#### [Exercise description]
Take the line containing "Exercise. Tag every instance of the scaffolding" and every line after it in the data below, and print them exactly as given, with nothing else.

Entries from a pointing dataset
--
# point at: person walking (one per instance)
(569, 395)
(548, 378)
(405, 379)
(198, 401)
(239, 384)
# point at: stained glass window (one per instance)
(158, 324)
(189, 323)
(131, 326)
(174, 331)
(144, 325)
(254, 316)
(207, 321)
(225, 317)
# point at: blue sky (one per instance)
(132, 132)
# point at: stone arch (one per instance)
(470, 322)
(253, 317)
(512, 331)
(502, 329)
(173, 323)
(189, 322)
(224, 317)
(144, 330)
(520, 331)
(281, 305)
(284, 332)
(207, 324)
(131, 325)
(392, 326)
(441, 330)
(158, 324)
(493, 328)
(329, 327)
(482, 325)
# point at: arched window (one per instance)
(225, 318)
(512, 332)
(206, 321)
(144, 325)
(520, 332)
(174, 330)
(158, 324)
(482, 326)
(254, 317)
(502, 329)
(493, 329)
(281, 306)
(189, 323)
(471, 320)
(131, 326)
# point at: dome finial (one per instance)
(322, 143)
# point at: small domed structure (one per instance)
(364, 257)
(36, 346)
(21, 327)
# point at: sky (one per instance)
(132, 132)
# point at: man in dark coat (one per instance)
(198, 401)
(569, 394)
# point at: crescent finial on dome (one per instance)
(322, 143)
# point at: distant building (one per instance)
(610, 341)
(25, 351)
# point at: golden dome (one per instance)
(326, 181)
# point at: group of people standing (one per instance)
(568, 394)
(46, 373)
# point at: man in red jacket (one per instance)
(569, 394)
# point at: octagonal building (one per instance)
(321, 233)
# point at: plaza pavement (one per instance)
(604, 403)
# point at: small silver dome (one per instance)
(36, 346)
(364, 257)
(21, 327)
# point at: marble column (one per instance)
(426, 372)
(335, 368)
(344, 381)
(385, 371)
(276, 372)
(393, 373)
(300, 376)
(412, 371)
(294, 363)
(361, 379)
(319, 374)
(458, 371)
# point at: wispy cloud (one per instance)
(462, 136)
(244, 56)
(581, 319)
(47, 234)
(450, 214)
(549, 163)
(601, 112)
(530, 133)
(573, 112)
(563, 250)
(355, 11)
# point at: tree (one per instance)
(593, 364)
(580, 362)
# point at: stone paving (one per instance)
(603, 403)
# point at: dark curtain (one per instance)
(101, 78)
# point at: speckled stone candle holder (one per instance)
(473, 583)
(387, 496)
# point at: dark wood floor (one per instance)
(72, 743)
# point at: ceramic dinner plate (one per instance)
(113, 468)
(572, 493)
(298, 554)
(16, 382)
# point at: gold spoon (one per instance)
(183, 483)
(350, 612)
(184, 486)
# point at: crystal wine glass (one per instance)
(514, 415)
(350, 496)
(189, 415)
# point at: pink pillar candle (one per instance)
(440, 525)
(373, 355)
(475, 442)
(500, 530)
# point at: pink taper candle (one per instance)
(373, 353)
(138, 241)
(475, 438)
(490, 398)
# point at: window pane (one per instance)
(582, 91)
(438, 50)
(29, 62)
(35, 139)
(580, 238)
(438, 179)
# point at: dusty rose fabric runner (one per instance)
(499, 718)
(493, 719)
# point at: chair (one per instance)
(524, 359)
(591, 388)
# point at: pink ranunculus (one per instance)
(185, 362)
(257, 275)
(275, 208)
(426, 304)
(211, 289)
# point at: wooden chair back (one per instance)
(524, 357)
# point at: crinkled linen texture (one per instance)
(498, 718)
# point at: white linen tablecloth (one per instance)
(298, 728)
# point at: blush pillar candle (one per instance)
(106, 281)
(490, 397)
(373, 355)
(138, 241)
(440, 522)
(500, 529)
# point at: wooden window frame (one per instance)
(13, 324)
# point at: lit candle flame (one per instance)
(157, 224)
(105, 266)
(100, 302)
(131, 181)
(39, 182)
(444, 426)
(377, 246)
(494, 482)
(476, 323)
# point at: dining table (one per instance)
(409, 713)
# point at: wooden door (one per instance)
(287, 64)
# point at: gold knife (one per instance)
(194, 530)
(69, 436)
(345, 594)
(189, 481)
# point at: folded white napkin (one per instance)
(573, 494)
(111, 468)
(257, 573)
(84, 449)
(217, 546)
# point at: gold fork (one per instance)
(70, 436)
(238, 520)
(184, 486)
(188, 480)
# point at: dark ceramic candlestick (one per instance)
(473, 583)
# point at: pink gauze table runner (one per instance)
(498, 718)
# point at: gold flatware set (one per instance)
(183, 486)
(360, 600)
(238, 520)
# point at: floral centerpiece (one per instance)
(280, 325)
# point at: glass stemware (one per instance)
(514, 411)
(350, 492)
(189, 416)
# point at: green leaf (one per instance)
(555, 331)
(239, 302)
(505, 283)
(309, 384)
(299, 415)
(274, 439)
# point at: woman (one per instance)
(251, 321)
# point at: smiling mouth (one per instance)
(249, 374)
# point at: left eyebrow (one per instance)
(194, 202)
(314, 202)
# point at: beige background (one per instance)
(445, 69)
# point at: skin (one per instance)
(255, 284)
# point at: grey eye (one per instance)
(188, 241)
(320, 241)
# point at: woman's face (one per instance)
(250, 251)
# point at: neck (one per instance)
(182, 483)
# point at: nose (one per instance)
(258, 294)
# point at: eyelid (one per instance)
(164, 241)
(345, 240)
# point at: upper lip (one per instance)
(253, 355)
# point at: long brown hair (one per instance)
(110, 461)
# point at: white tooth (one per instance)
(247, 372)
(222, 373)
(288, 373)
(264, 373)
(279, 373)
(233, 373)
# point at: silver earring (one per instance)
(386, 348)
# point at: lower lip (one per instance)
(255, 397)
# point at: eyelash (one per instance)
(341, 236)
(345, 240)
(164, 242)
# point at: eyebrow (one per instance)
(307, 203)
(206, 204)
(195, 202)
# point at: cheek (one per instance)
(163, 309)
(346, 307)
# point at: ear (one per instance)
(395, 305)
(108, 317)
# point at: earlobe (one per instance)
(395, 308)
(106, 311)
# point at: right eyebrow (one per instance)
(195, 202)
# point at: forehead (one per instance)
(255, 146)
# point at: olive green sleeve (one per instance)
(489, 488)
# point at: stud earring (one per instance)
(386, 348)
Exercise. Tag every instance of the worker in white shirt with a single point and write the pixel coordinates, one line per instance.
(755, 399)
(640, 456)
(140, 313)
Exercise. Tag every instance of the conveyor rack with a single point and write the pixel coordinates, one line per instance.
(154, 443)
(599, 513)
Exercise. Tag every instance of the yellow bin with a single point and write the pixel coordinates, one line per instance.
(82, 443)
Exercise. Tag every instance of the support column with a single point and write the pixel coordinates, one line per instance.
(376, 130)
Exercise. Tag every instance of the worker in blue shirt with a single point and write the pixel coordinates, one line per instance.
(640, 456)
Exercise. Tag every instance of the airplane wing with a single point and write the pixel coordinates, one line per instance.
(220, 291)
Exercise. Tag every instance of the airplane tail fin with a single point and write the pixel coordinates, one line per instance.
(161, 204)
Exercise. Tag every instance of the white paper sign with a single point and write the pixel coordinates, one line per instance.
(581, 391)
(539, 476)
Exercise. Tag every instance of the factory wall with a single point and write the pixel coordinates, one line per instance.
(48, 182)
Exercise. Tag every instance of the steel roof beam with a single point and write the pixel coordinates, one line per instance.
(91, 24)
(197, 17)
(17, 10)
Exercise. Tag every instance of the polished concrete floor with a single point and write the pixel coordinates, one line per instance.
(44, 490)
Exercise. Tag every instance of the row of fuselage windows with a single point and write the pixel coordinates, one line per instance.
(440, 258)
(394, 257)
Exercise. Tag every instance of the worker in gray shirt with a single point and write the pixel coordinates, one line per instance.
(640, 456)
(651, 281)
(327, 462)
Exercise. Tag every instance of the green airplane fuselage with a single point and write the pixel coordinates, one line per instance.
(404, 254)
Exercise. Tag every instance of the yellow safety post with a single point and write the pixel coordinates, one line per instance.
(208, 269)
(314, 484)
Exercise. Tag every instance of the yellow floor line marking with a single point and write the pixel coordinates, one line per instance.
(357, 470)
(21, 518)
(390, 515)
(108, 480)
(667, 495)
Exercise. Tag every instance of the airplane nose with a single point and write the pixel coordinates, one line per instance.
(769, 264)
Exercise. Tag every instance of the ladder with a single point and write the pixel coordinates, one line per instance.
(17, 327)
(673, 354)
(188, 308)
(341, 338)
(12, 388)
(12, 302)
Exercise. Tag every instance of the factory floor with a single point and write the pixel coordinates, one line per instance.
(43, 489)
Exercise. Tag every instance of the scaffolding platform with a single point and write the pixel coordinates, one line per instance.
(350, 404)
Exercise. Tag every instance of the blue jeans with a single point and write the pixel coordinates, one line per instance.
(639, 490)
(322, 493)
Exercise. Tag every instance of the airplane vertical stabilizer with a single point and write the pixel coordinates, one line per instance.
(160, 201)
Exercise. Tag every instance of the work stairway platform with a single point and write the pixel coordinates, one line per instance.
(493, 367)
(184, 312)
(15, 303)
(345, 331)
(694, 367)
--
#### [Solution to this exercise]
Exercise. Tag every instance of the scaffolding platform with a single point and write the pixel coordinates, one line per instance.
(350, 404)
Exercise. Tag every instance of the blue jeans with a single point and write the pixel coordinates, one line per instance.
(639, 490)
(322, 493)
Exercise. Tag every instance of the airplane vertical stabilizer with a single point and write the pixel coordinates, one line per instance.
(160, 201)
Exercise. Tag every instance of the work stairway platform with a single point and write the pixel coordinates, one line per instance.
(493, 367)
(184, 312)
(15, 303)
(345, 331)
(694, 367)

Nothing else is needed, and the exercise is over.